Provided entries Block Start

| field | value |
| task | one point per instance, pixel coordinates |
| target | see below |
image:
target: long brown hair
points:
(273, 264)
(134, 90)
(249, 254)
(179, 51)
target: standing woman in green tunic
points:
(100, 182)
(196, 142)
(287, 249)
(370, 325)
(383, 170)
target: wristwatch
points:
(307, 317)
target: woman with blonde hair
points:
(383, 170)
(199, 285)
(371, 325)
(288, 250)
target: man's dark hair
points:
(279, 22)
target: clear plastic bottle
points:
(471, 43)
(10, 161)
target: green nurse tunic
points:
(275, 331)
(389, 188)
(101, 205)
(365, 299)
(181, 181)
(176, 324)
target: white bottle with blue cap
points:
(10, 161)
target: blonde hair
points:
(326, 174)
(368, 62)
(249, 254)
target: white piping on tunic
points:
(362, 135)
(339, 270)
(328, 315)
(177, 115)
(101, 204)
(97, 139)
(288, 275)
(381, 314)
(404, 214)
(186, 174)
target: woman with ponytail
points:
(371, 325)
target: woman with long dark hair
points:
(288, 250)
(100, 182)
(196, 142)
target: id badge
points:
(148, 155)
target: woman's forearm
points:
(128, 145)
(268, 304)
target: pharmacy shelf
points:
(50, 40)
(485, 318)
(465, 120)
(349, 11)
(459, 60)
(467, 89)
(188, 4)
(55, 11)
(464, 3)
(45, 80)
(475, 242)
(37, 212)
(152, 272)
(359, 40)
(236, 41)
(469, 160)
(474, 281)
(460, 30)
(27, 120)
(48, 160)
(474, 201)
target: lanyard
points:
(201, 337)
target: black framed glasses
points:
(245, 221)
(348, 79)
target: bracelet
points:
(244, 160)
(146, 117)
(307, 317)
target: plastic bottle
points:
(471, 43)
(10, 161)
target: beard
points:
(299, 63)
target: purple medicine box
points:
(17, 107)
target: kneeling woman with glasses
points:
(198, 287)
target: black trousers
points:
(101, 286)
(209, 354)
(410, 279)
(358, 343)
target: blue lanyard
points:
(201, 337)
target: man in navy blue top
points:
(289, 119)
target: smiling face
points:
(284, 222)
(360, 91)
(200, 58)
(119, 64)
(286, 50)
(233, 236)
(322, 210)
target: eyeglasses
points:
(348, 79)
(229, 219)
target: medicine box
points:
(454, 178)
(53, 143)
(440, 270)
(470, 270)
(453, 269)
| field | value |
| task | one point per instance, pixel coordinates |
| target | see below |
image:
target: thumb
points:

Provided entries Block End
Provided entries Block Start

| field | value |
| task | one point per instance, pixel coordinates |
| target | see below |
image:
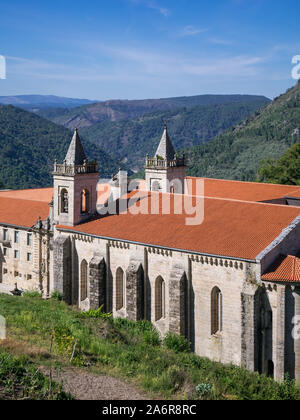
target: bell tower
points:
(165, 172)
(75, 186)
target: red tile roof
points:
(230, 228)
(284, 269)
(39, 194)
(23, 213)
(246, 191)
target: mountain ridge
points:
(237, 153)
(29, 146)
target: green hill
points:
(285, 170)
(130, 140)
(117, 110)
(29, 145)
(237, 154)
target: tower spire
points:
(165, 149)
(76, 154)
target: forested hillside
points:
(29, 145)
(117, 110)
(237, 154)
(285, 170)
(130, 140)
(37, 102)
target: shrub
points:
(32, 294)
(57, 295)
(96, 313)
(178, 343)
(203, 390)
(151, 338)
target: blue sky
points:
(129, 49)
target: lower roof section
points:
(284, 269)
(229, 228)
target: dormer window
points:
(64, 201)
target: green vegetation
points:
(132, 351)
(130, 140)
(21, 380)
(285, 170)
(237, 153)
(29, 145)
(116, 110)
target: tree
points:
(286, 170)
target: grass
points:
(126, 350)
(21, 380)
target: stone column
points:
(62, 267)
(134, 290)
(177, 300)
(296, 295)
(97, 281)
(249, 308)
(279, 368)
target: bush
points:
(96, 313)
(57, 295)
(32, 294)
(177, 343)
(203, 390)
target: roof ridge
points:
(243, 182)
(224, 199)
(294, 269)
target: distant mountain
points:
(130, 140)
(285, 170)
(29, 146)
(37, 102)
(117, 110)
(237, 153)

Provided entries Block End

» **Your assignment**: Search the entries for the string "lanyard" and collect each line that has it.

» **Task response**:
target: lanyard
target: blue lanyard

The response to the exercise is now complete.